>> BEGIN

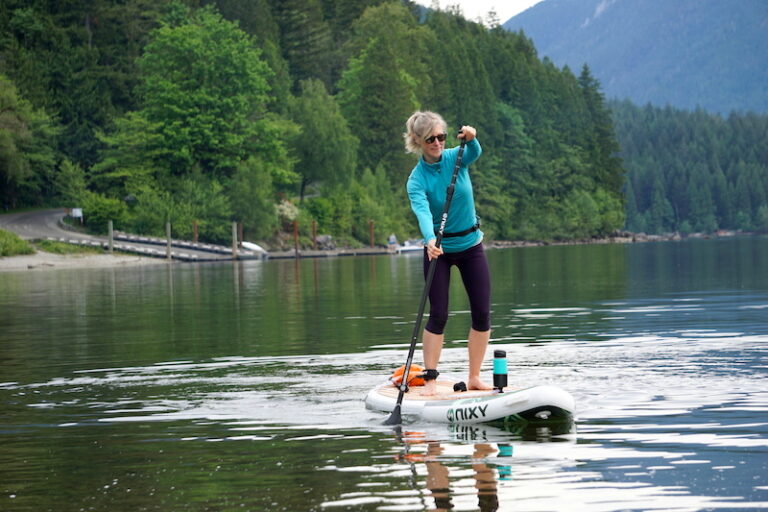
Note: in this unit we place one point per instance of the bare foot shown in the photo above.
(476, 384)
(430, 388)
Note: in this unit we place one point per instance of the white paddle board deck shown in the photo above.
(538, 404)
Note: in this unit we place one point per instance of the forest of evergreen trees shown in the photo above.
(270, 111)
(693, 171)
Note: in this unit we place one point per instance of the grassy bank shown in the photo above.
(12, 245)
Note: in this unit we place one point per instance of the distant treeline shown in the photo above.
(266, 111)
(693, 171)
(270, 111)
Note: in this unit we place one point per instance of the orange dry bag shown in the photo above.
(414, 375)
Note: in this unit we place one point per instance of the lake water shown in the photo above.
(239, 386)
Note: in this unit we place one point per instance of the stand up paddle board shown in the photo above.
(537, 404)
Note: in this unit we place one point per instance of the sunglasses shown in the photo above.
(431, 138)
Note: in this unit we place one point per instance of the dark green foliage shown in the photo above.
(693, 171)
(206, 112)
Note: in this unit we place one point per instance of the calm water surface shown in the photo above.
(239, 386)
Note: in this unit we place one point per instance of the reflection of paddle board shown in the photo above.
(538, 404)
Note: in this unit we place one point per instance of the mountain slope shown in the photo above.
(686, 53)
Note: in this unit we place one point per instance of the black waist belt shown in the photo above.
(462, 233)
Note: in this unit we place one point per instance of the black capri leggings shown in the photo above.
(473, 267)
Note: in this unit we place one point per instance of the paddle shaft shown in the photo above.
(395, 417)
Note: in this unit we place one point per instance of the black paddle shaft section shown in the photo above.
(395, 417)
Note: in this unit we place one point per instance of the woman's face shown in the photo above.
(431, 145)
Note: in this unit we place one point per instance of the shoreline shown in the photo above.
(43, 261)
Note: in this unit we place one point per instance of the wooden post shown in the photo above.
(370, 229)
(168, 240)
(234, 240)
(296, 237)
(110, 236)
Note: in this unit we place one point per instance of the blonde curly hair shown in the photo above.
(420, 125)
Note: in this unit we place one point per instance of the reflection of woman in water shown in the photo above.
(438, 479)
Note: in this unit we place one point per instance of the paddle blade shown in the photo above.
(395, 418)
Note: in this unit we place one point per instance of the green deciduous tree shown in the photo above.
(325, 148)
(27, 154)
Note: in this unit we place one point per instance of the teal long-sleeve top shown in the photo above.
(427, 186)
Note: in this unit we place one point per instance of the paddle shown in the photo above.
(396, 418)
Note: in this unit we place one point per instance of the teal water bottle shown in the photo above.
(499, 370)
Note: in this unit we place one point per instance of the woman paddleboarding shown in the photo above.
(461, 241)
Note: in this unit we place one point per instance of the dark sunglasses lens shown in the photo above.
(432, 138)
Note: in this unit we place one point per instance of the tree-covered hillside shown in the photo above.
(266, 111)
(693, 171)
(710, 54)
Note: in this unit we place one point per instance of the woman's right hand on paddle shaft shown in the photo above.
(433, 251)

>> END

Request
Rewrite every line of the listing from the line containing "hillside shown in the photo above." up to and including its final line. Keep the note lines unchanged and shift each coordinate number up by 39.

Output
Note: in this unit we place one point per instance of the tree-covered hillside shown in the photo above.
(305, 150)
(732, 210)
(749, 93)
Note: in this unit we place one point per instance of the woman's right hand on paddle shaft shown in the photo above.
(472, 290)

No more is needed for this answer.